Records from a collection:
┌────────
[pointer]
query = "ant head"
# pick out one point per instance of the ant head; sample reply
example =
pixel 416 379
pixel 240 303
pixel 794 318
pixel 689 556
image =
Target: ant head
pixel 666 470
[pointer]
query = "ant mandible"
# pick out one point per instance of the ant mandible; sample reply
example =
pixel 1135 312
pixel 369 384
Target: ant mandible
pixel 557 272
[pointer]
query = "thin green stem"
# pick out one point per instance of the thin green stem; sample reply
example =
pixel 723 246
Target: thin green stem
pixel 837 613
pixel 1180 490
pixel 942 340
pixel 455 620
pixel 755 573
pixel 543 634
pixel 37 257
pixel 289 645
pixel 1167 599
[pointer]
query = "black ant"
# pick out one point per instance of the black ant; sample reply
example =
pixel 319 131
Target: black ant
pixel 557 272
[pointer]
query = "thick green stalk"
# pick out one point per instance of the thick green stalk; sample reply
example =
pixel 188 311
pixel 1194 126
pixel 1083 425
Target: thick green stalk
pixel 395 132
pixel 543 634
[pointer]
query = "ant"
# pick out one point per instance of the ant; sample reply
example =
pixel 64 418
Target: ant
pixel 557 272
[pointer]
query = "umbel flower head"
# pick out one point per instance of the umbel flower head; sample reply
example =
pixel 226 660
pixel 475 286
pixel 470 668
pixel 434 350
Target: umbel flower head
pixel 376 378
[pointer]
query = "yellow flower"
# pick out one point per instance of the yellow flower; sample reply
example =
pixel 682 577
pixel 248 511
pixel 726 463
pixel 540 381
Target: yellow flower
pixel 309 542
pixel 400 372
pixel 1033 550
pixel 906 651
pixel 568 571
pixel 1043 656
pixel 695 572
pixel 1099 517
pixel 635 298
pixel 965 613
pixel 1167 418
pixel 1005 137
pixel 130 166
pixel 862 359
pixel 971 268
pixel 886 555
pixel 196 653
└────────
Problem description =>
Output the entire set of records exactly as shown.

Exercise result =>
[pointer]
query = "ant head"
# pick out one point per instance of the ant head; sample reply
example =
pixel 416 379
pixel 240 303
pixel 794 318
pixel 689 556
image =
Target: ant head
pixel 666 470
[pointer]
query = "ant mandible"
# pick out one point per instance of the ant mandible; sample reply
example =
pixel 1135 312
pixel 369 384
Target: ant mandible
pixel 557 272
[pointer]
query = "thin green stem"
# pick out one point per instance of the thin green stem; sample reply
example =
pixel 723 246
Target: thin green stem
pixel 837 613
pixel 1180 490
pixel 942 340
pixel 455 620
pixel 755 573
pixel 543 634
pixel 37 257
pixel 289 645
pixel 1167 599
[pointer]
query = "black ant"
# pick out one point per instance of the black ant; sample reply
example =
pixel 319 131
Target: black ant
pixel 557 272
[pointer]
query = "thick green stalk"
# pick out one point per instance of the thick green stalk; sample reply
example =
pixel 188 311
pixel 1194 126
pixel 1083 425
Target: thick green stalk
pixel 395 132
pixel 543 634
[pointer]
query = "ant"
# pick out one point per instance of the ant; sample reply
example =
pixel 64 418
Target: ant
pixel 557 272
[pointer]
query = "umbel flower head"
# pick out one point per instance of the umbel flower head; sample reply
example =
pixel 226 660
pixel 475 286
pixel 470 668
pixel 434 350
Target: umbel flower head
pixel 376 378
[pointer]
query = "yellow flower"
# pick out one point per instance of the yellow flower; sample reply
example =
pixel 682 577
pixel 248 511
pixel 726 463
pixel 540 381
Target: yellow flower
pixel 309 542
pixel 400 372
pixel 1033 550
pixel 906 651
pixel 568 571
pixel 1043 656
pixel 695 572
pixel 1099 517
pixel 635 298
pixel 965 613
pixel 1167 418
pixel 1005 137
pixel 130 166
pixel 862 359
pixel 971 268
pixel 886 555
pixel 196 653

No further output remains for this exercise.